To do: Reproduce the data below word for word, beginning at the line that contains "jersey for player-tracking calibration." and ending with the final line of the data, both included.

╭─ Records for the task

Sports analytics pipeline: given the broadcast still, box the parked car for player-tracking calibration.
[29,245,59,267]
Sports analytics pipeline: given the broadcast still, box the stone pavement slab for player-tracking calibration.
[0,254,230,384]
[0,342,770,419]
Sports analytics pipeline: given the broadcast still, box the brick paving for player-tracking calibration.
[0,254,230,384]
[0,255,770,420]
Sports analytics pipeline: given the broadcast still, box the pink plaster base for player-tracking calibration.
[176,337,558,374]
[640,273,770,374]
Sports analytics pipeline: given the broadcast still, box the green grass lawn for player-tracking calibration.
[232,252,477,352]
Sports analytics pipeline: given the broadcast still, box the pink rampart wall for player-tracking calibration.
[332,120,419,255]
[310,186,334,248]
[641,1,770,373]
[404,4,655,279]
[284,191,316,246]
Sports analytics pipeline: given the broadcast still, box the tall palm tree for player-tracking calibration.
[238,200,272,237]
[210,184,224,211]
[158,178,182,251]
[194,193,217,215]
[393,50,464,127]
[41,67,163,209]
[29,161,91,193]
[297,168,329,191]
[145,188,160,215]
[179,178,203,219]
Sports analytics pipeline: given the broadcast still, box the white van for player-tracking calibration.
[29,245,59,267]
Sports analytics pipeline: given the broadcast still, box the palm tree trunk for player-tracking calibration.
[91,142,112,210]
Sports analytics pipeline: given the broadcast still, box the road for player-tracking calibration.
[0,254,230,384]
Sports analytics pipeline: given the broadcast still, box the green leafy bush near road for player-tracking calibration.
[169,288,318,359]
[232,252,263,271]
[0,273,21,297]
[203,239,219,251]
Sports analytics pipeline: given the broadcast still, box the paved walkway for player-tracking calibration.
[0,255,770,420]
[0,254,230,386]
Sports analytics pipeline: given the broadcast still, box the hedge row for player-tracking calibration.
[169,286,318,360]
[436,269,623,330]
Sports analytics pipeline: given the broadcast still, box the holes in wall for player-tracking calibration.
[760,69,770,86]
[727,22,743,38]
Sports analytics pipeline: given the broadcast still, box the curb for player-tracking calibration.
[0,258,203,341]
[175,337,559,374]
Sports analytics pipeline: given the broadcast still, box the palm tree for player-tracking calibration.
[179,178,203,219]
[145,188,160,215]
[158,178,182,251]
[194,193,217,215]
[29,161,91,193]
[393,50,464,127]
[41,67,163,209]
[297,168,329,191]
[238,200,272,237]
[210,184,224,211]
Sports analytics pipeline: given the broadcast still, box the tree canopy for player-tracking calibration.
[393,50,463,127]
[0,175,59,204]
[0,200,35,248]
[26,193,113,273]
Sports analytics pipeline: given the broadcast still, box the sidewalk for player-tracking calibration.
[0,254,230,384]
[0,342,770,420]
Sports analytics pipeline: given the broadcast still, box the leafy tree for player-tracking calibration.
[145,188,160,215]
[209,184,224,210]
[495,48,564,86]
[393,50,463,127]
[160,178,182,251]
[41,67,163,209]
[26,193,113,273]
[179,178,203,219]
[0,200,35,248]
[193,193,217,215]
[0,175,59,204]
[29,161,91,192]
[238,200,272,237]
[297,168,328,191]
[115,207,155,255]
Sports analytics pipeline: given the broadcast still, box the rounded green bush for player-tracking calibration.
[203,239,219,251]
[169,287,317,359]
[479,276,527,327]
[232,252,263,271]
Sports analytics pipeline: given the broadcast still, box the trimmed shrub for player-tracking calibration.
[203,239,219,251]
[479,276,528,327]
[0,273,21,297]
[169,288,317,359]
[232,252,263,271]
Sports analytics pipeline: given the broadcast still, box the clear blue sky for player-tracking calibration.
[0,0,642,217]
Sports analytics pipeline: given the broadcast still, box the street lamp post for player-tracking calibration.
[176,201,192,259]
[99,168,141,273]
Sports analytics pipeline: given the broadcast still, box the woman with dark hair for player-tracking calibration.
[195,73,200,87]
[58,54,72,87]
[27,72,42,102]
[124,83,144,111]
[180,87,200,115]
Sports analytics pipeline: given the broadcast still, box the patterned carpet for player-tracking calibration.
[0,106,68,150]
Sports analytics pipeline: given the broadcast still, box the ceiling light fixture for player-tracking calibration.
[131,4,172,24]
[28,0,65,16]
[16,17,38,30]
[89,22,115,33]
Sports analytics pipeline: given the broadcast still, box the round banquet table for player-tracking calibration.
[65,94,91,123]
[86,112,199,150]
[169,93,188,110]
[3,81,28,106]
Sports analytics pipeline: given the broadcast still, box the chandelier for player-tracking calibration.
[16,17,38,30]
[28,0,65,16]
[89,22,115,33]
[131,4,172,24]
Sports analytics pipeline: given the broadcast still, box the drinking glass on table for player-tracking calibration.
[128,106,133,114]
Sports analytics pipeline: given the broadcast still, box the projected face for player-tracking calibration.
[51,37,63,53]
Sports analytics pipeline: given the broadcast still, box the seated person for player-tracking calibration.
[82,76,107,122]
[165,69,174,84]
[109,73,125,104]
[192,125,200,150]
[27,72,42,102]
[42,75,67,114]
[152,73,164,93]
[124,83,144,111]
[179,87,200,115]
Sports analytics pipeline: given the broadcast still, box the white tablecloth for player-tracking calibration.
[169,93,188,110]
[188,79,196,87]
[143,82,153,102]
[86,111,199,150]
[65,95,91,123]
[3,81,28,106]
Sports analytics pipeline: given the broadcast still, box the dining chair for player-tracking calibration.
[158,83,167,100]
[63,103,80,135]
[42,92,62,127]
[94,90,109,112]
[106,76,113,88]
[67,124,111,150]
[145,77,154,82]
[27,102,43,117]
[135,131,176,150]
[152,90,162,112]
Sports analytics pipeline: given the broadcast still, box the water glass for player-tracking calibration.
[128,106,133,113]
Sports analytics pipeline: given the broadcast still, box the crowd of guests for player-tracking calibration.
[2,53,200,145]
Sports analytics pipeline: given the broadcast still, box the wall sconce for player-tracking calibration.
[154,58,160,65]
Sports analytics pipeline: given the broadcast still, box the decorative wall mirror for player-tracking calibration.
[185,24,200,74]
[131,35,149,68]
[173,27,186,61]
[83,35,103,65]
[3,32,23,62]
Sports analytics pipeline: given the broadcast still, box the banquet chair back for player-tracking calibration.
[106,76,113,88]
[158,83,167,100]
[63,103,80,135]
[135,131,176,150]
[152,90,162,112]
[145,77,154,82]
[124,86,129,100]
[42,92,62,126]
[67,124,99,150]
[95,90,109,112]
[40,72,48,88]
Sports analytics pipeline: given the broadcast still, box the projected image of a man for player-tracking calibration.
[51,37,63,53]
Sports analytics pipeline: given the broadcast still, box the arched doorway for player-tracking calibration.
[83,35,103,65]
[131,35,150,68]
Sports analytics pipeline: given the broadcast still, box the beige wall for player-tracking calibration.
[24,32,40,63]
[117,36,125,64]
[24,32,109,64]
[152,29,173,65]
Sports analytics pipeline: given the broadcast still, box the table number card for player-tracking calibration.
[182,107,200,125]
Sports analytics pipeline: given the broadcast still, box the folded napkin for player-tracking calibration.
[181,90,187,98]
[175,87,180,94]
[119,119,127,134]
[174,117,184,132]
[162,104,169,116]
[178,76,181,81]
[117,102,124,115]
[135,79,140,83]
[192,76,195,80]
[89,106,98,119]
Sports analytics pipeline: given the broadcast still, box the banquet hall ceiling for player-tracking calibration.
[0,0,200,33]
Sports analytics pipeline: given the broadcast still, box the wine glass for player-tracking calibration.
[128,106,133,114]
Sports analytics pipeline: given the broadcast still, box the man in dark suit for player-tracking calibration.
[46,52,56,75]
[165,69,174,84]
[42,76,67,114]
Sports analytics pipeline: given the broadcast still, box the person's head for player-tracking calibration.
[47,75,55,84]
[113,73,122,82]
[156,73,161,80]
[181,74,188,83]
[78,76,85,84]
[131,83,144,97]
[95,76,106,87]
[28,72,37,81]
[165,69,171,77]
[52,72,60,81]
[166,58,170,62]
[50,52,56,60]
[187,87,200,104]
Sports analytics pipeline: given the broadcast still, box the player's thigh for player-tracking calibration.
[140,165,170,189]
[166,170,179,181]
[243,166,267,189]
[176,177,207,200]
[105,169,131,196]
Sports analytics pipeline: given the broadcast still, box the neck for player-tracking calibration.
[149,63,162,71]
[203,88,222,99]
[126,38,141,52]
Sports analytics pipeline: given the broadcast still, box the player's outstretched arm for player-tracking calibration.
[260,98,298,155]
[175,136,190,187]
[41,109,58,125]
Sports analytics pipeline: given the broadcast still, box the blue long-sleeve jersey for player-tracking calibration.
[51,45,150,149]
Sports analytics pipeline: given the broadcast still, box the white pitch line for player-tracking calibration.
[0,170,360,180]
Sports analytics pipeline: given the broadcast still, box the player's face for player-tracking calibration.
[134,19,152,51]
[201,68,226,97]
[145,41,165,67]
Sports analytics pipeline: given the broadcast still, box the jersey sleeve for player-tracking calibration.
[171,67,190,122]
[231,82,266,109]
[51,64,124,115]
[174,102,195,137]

╰─

Task answer:
Sports analytics pipeline: given the broadcast still, box the blue long-sleeve jersey for player-tracking calibration.
[51,45,150,149]
Sports analytics pipeline: given the broadcast still, box the white pitch line for player-tracking calibration.
[0,170,360,180]
Sports analytics pipeline: given the broadcast still, box the player's face for player-tracking calibration.
[134,19,152,51]
[201,68,226,97]
[145,41,165,67]
Sports analytics pipeline: given the broadcast still, box the jersey sleeve for player-tracking calibration.
[171,67,190,122]
[231,82,266,109]
[51,64,124,115]
[174,102,195,137]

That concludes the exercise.